Try it> Both the line below containing "Localize power line in this screenshot." and the line containing "Localize small building in this screenshot.", along with every line between them, should be repeated exactly; no other line belongs in the answer.

Extracted material>
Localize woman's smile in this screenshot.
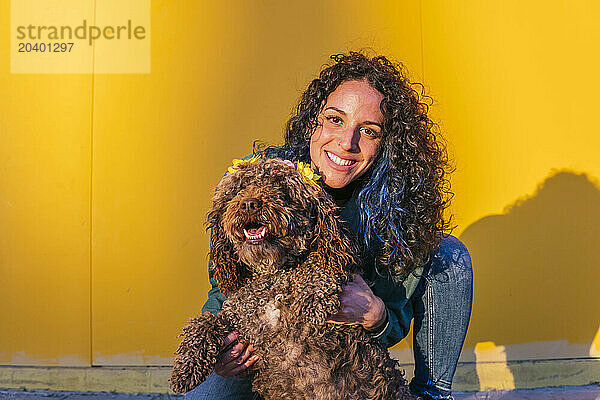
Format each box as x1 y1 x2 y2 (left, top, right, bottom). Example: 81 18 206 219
324 150 357 168
310 79 384 188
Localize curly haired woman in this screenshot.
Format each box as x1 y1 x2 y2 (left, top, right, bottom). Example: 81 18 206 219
186 52 473 400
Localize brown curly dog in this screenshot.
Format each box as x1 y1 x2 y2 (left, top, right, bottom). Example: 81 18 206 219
170 158 414 400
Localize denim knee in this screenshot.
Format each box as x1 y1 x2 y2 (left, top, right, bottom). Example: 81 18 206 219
410 235 473 399
183 373 258 400
424 235 473 284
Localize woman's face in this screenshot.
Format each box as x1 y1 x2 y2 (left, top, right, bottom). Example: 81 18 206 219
310 79 384 189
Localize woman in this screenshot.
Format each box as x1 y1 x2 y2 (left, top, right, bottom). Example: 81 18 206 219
187 52 473 400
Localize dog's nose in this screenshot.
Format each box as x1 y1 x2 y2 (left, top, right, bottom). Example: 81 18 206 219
240 198 262 213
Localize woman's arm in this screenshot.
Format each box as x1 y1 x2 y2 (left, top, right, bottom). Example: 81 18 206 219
326 274 386 329
201 259 227 315
327 273 413 348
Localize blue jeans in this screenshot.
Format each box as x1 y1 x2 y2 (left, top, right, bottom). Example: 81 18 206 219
185 235 473 400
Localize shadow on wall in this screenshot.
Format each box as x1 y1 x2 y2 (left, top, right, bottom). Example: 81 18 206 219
458 170 600 387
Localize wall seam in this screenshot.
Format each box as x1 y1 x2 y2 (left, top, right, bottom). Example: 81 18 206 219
89 0 97 367
419 0 425 80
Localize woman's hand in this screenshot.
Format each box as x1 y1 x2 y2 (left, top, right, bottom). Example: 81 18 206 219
214 331 259 378
327 274 387 330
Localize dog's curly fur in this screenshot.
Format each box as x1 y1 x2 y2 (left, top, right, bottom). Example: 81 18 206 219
170 158 414 400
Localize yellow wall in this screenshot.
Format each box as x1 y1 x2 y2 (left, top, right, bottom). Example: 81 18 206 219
1 0 598 375
0 0 93 365
421 1 600 366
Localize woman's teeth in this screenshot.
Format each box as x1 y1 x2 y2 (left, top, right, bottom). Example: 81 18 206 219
326 151 355 166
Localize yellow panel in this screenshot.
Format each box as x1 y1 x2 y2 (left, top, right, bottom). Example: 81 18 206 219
422 1 600 360
90 0 422 365
0 1 93 366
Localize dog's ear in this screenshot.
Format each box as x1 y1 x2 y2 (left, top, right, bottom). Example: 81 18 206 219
207 218 248 295
205 176 249 296
311 191 357 275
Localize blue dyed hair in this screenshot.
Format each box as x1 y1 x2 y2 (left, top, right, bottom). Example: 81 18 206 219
356 147 409 268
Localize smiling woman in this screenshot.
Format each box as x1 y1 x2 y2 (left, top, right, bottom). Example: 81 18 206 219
187 52 473 400
310 79 383 188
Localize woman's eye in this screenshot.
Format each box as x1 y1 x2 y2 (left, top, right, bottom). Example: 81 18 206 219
326 115 343 125
360 127 379 138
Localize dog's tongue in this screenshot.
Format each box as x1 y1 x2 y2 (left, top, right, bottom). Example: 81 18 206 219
247 227 262 235
244 226 267 242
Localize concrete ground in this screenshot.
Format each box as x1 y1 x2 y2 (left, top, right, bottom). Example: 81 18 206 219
0 390 179 400
1 385 600 399
454 385 600 399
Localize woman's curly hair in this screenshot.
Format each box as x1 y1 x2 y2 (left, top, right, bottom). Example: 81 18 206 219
268 51 454 279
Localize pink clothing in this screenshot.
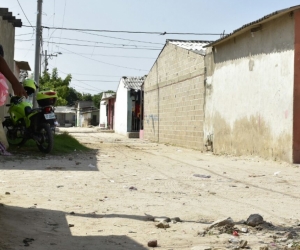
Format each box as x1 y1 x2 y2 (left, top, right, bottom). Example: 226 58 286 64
0 73 8 106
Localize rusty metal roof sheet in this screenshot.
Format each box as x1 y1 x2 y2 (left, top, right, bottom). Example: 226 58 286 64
122 76 147 90
167 39 211 55
205 5 300 48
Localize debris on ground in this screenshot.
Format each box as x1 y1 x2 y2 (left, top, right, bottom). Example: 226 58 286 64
147 240 157 247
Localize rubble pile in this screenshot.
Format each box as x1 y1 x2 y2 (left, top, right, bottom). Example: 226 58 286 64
196 214 300 250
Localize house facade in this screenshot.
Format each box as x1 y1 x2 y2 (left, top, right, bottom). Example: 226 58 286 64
114 76 145 137
55 106 76 127
143 40 209 150
75 101 98 127
0 8 22 120
204 5 300 163
99 93 116 129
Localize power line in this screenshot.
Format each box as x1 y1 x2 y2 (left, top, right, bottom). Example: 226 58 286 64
16 0 34 28
15 33 35 36
50 36 163 48
59 47 149 71
16 37 161 50
22 25 226 36
48 63 108 93
78 30 165 45
46 41 161 50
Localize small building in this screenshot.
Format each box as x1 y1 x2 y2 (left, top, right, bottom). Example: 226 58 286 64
203 5 300 163
114 76 146 137
99 92 116 129
143 39 210 150
55 106 76 127
75 101 98 127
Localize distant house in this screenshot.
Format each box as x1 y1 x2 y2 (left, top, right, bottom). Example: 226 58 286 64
114 76 146 137
99 92 116 129
55 106 76 127
0 8 22 120
143 39 210 150
75 101 98 127
203 5 300 163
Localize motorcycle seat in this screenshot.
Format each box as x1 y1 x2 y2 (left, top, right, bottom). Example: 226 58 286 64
24 107 41 116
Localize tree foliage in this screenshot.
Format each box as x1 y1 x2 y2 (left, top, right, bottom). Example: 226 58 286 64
39 68 115 107
39 68 72 106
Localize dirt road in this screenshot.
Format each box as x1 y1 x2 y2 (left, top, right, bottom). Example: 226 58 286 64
0 127 299 250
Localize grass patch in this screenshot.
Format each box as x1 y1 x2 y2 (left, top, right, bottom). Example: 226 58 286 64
9 132 91 155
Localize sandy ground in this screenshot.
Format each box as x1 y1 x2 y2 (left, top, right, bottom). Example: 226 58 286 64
0 127 299 250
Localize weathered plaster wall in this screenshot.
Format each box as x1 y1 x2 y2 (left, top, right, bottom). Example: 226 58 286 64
115 80 129 135
204 13 294 162
0 16 15 120
144 43 205 149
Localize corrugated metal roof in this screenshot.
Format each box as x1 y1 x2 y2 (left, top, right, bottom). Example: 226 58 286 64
205 5 300 48
168 39 211 55
122 76 147 90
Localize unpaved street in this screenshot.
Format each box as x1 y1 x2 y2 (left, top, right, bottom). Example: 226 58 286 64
0 127 299 250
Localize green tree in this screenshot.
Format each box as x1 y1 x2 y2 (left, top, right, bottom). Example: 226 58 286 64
82 93 92 101
66 87 82 106
39 68 72 106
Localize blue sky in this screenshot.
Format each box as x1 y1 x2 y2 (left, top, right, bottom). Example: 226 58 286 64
2 0 300 94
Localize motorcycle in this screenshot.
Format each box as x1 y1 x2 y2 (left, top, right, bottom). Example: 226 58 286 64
2 79 58 153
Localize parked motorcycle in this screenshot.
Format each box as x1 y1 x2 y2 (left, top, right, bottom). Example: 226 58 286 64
2 79 57 153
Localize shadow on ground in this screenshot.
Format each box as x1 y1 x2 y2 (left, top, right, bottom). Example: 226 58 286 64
0 204 148 250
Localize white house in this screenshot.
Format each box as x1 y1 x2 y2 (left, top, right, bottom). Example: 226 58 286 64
114 76 146 137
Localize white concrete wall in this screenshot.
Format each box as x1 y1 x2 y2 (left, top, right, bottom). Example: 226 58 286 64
99 101 107 128
204 13 294 162
114 79 128 135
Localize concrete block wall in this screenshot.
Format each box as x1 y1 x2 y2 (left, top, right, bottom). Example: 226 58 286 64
144 43 205 150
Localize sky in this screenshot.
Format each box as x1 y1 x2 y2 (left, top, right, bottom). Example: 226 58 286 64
2 0 300 95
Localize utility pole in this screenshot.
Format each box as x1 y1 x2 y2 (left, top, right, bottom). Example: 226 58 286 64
33 0 43 108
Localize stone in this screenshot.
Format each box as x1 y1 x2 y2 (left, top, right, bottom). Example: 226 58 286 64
208 217 234 229
155 222 170 228
246 214 264 227
240 240 247 248
147 240 157 247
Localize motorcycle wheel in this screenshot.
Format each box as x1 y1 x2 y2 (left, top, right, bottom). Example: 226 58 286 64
2 121 26 146
36 123 53 153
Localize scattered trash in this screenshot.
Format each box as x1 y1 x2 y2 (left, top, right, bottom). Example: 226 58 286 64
249 174 265 177
56 185 64 188
109 180 115 183
129 186 137 191
154 217 171 223
68 224 74 227
88 164 96 168
274 171 281 176
233 230 239 236
193 174 211 178
241 227 248 233
147 240 157 247
70 211 75 215
5 192 10 195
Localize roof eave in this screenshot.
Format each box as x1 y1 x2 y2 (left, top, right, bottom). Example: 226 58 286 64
204 5 300 48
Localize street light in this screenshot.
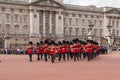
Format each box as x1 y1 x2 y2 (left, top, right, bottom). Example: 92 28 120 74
88 22 94 40
4 32 10 49
107 23 112 49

Task answer>
Localize power line in this screenshot.
Format each box as x1 y1 x2 y2 (left, top, right, bottom). Example: 226 58 286 64
16 0 34 28
15 33 35 36
50 36 163 48
59 47 149 71
16 37 161 50
22 25 226 36
48 63 108 93
78 30 165 45
46 41 161 50
Localize small building in this screenshot.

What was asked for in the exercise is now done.